▶ [DOCUMENT SECTION]
Segment Open

Yes the LIPO voltage is not stable, versus charge condition. This is OK for any normal application where you will have (a) an intelligent charger and (b) a switching power supply to power whatever it is powering, so if the battery varies from say 16 to 12V during its normal charge state (from fully charged to just about flat) it doesn’t matter, but clearly for us one would need some serious electronics. This technology is now well developed for cars etc (and solar panels going back into the grid, etc etc) but you have to ask whether we really need this in the plane, given the rather sorry record of GA electronics design competence…

If I was to use a LIPO battery as an avionics backup, I would use some commercial LIPO battery (not a “model plane market” battery as, having seen those products for some years and how long they last for, most are probably the lowest grade of chinese crap) charge it with a dedicated charger, and when needed have a simple mechanical switch which switches it over to a +28V regulator which feeds your +28V bus via a diode. The (schottky) diode will drop some 0.5V so won’t conduct if you switched it in during normal aircraft system operation. So one is never charging it while trying to use it, which keeps the electronics simple and avoids your existing power system (alternator+regulator) having to know anything about it. The B&C backup alternators work the same way – they are set 0.5V below the normal bus voltage. Good luck with the paperwork

You might want to mount the LIPO battery in a box outside the airframe, releasable with an explosive bolt

Last Edited by Peter at 24 Jan 10:28
Administrator
Shoreham EGKA, United Kingdom

I would use A123 cells which stand up to 1000s of discharge cycles and are much less of a fire risk than standard lithium polymer, at a slightly increased weight. They have a different construction and chemistry. I have some 6-7 year old packs for my Logo 600 helicopter that have lost about 10% of their capacity. If they were strictly a backup battery you could charge them with a constant voltage trickle charger, then use a diode or relay so that they kicked in when the main battery was down/disconnected.

Segment Closed

▶ [GIVEN INFORMATION]
Segment Open

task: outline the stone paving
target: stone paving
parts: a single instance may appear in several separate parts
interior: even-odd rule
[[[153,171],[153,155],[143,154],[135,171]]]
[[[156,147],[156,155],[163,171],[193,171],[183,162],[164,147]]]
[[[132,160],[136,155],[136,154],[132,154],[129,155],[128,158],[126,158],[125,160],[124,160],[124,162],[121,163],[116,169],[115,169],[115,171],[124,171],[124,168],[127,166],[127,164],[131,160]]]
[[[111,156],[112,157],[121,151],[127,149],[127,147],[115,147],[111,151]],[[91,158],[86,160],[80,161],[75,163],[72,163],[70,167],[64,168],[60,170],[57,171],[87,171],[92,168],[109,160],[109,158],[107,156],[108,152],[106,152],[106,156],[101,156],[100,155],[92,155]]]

Segment Closed

▶ [TASK] Reproduce the passage of the backup-battery discussion above from "Last Edited by" to "battery was down/disconnected.".

▶ [YOUR SOLUTION]
Last Edited by Peter at 24 Jan 10:28
Administrator
Shoreham EGKA, United Kingdom

I would use A123 cells which stand up to 1000s of discharge cycles and are much less of a fire risk than standard lithium polymer, at a slightly increased weight. They have a different construction and chemistry. I have some 6-7 year old packs for my Logo 600 helicopter that have lost about 10% of their capacity. If they were strictly a backup battery you could charge them with a constant voltage trickle charger, then use a diode or relay so that they kicked in when the main battery was down/disconnected.